AIM OF THE EXERCISE:
Pick up the section on the antioxidant activity of SBP-III-3 right after its final sentence and keep writing it.

2.3. In Vitro Antioxidant Activity of SBP-III-3

2.3.1. HO• Scavenging Activity

HO• is a highly reactive radical to the organism because it can destroy virtually all types of macromolecules including carbohydrates, nucleic acids (mutations), lipids (lipid peroxidation), and amino acids (e.g., conversion of Phe to m-Tyrosine and o-Tyrosine). As shown in Figure 2A, the HO• scavenging rate of SBP-III-3 showed a dose-response relationship, and the EC50 of SBP-III-3 was 0.867 mg/mL, which was lower than those of Pro–Ser–Tyr–Val (PSYV) (2.64 mg/mL) [18], Pro–Ser–Lys–Tyr–Glu–Pro–Phe–Val (PSKYEPFV) (2.86 mg/mL) [19], Pro–Tyr–Ser–Phe–Lys (PYSFK) (2.283 mg/mL), Gly–Phe–Gly–Pro–Leu (GFGPL) (1.612 mg/mL), Val–Gly–Gly–Arg–Pro (VGGRP) (2.055 mg/mL) [20], Phe–Ile–Met–Gly–Pro–Tyr (FIMGPY) (3.037 mg/mL), Gly–Pro–Ala–Gly–Asp–Tyr (GPAGDY) (3.92 mg/mL), and Ile–Val–Ala–Gly–Pro–Gln (IVAGPQ) (5.03 mg/mL) [10] from protein hydrolysates of weatherfish loach muscle, grass carp muscle and skin, and skate cartilages. SBP-III-3 showed good HO• scavenging activity, which demonstrated that it could serve as a scavenger for reducing the damage induced by HO• in biological systems.

[Saved entries]
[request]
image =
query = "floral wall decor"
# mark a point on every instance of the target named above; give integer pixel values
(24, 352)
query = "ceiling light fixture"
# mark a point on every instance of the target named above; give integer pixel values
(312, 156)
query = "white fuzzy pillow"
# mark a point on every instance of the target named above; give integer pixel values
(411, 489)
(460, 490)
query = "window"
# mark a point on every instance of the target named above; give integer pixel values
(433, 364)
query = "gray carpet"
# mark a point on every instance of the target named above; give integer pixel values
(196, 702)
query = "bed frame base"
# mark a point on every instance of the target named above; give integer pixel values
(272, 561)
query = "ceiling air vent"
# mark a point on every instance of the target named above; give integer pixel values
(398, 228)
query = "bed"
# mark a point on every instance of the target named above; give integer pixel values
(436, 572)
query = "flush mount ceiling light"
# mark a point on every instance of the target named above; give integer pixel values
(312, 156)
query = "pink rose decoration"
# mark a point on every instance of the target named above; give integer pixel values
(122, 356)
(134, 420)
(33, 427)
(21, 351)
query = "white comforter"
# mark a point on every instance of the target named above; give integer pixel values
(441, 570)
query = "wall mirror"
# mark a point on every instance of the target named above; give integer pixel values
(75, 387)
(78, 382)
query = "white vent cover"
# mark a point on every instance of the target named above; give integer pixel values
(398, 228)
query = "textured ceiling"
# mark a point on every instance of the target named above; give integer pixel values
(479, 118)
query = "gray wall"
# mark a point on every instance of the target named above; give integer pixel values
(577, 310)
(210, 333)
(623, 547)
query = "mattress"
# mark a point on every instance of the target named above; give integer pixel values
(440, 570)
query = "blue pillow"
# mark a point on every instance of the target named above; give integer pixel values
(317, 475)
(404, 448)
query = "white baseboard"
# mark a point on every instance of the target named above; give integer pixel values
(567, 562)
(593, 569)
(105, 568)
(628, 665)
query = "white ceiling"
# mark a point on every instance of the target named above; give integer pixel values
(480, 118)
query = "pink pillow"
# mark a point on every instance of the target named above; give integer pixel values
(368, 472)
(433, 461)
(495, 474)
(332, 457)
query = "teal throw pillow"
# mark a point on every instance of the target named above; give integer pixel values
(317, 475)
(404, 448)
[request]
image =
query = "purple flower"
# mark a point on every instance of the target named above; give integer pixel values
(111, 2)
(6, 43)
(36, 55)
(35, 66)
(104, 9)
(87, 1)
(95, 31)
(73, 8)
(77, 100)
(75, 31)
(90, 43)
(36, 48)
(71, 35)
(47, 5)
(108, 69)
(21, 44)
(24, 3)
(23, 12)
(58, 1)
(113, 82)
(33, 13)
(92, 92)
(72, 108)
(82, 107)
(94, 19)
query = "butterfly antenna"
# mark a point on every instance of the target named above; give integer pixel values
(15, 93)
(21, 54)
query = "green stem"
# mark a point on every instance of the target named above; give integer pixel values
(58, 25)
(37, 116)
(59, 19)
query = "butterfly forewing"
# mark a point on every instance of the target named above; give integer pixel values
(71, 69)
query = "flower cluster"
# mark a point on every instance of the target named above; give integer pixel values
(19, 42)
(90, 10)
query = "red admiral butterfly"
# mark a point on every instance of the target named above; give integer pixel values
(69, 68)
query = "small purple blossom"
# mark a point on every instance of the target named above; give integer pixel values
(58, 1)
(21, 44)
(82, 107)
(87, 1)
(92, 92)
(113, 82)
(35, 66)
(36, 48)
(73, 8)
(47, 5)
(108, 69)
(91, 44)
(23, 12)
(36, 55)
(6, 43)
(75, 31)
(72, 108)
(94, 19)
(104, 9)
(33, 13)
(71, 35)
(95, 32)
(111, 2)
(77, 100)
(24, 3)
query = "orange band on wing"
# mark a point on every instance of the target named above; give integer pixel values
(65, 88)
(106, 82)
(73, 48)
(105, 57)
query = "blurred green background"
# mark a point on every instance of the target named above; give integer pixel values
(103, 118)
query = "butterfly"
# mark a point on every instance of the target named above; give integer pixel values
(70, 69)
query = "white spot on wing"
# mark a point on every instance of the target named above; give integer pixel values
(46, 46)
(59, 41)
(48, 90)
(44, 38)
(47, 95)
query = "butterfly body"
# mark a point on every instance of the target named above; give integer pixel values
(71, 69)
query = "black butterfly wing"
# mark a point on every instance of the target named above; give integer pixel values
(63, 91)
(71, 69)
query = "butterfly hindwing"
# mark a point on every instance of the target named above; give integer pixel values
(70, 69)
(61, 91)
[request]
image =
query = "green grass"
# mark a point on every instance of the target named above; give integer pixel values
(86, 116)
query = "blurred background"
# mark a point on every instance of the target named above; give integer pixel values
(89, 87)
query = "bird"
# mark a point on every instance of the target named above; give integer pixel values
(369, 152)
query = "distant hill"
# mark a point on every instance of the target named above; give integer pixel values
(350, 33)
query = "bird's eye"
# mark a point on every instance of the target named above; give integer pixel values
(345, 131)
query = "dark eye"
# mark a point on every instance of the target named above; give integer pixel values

EXERCISE RESPONSE:
2.3.2. DPPH• Scavenging Activity

DPPH• scavenging assay is popular and efficient in predicting the antioxidant activities of protein hydrolysates and peptides. It has a deep violet colour in solution and generates a strong absorption band at about 517 nm. The solution becomes colourless or pale yellow following the reduction of the absorption value at 517 nm when the radicals are neutralized [21]. Therefore, DPPH• scavenging activity of SBP-III-3 was measured and shown in Figure 2B. SBP-III-3 scavenged DPPH• in a concentration-effect manner with EC50 of 0.895 mg/mL, but its activity was lower than the positive control of ascorbic acid. In addition, the EC50 of SBP-III-3 was lower than those of PSYV (17.0 mg/mL) [18], Phe–Leu–Asn–Glu–Phe–Leu–His–Val (FLNEFLHV) (4.950 mg/mL) [22], Thr–Thr–Ala–Asn–Ile–Glu–Asp–Arg–Arg (TTANIEDRR) (2.503 mg/mL) [23], FIMGPY (2.60 mg/mL), GPAGDY (3.48 mg/mL) and IVAGPQ (3.93 mg/mL) [10], PYSFK (1.575 mg/mL) [20], and Leu–Leu–Pro–Phe (LLPF) (1.084 mg/mL) [24] from hydrolysates of loach, blue mussel, bluefin leatherjacket, salmon pectoral fin, skate cartilage, grass carp skin, and corn gluten meal, but it was higher than those of Gly–Ser–Gln (GSQ) (0.61 mg/mL) [25], Pro–Ile–Ile–Val–Tyr–Trp–Lys (PIIVYWK) (0.713 mg/mL) [20], His–Phe–Gly–Asp–Pro–Phe–His (HFGBPFH) (0.20 mg/mL) [26], Phe–Leu–Pro–Phe (FLPF) (0.789 mg/mL), and Leu–Pro–Phe (LPF) (0.777 mg/mL) [24] from protein hydrolysates of Chinese leek, blue mussel, grass carp skin, mussel sauce and corn gluten meal. Therefore, these results indicated that SBP-III-3 had the strong ability to donate an electron or hydrogen radical for inhibiting the DPPH• reaction.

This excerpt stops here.